__Document__:
┄┄┄┄┄┄

12This shared assumption is different from the position that regards power as essentially the capacity to bring about a desired state of affairs, to impose one’s will over that of others. The centurion who in Matthew’s Gospel meets Christ at Capernaum and asks for his slave to be healed expresses this clearly when he declines Jesus’ offer to visit and says he simply seeks a word of command:
Lord, I am not worthy to have you come under my roof. Instead, just say the word and my servant will be healed. For I too am a man under authority, with soldiers under me. I say to this one, ‘Go’ and he goes, and to another ‘Come’ and he comes, and to my slave ‘Do this’ and he does it.13
13We sometimes distinguish this sort of power to control or command from a power to forbid or prevent, like the power of Roman tribunes to obstruct the action of magistrates by declaring intercedo and to stop the legislative action of the people by saying veto. Yet arguably these are two sides of the same coin, the power to command and the power to forbid both being modes by which one person imposes his or her will on another.
14This sort of view can be usefully elaborated. Steven Lukes distinguished a one-dimensional view of power which focused on the behaviour of individuals as they compete in decision-making to impose their will on the future; from a two-dimensional view which takes into account the way interests shape the way decisions are openly discussed; from a three-dimensional view (which he advocates) which takes into consideration the interests of the different groups involved, their latent conflicts and the ideological means through which these are obscured and mystified.14
15Lukes’ emphasis on contexts, relationships and complexes of interests and interested knowledge resembles in some respects Michel Foucault’s view of power as ubiquitous, and of systems of power as inseparable from regimes of knowledge. He applied this approach not only to disciplinary institutions such as the asylum and the school, but also to the power relations implicit in discourse and science and also bio power, the means by which individual bodies are subjugated and controlled. Roman Power reimagined in these terms would describe a set of relationships that encompass all the texts we read and all the images we look at, as well as all the social relations we study. In terms of the question of perspective what this means is that ancient writings cannot comment on power relations from outside them but are themselves produced by and producers of power. That includes Polybius’ narrative and analysis of Republican imperialism and Tacitus’ and Dio’s account of the relations of emperors, court and senate. This is not the place to explore the power relations sustained by these particular strands of discourse – all penned by powerful individuals highly conscious that they were ruled even as they themselves exercised power. But it is worth remembering there are no dispassionate or innocent voices.

┄┄┄┄┄┄

__Point-based annotation data__:
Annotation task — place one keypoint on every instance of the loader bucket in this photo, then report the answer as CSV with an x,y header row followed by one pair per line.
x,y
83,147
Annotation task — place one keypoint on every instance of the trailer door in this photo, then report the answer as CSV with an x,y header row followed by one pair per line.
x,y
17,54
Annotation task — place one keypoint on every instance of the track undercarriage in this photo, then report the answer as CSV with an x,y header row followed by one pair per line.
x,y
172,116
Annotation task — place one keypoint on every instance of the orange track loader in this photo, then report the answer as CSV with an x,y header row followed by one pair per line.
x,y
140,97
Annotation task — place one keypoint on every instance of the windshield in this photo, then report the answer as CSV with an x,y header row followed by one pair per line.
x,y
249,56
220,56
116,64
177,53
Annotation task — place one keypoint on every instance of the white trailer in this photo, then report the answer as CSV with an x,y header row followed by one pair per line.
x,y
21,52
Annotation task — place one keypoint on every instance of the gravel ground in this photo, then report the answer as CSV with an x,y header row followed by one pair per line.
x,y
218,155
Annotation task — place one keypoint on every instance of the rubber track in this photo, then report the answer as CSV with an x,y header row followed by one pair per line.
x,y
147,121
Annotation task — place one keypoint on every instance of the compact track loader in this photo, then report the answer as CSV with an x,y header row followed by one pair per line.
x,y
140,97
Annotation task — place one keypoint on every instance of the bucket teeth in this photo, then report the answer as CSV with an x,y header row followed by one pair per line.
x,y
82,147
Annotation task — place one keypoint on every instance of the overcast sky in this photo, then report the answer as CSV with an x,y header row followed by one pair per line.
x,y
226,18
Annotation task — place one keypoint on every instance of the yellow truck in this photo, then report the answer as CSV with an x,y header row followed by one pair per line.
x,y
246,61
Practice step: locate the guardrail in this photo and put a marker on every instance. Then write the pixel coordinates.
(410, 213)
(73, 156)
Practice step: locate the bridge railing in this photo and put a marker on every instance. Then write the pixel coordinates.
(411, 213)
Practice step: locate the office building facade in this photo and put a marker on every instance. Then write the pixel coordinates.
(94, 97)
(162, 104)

┄┄┄┄┄┄

__Exercise requirements__: Please condense the paragraph in the passage on Roman power that begins "This sort of view can be usefully elaborated" into a short list that keeps its main facts.

__In response__:
- The view of power as imposing one's will on others can be usefully elaborated.
- Steven Lukes distinguished three views of power:
  - One-dimensional: focuses on the behavior of individuals as they compete in decision-making to impose their will on the future.
  - Two-dimensional: accounts for how interests shape the way decisions are openly discussed.
  - Three-dimensional, the view he advocates: considers the interests of the different groups involved, their latent conflicts, and the ideological means by which these are obscured and mystified.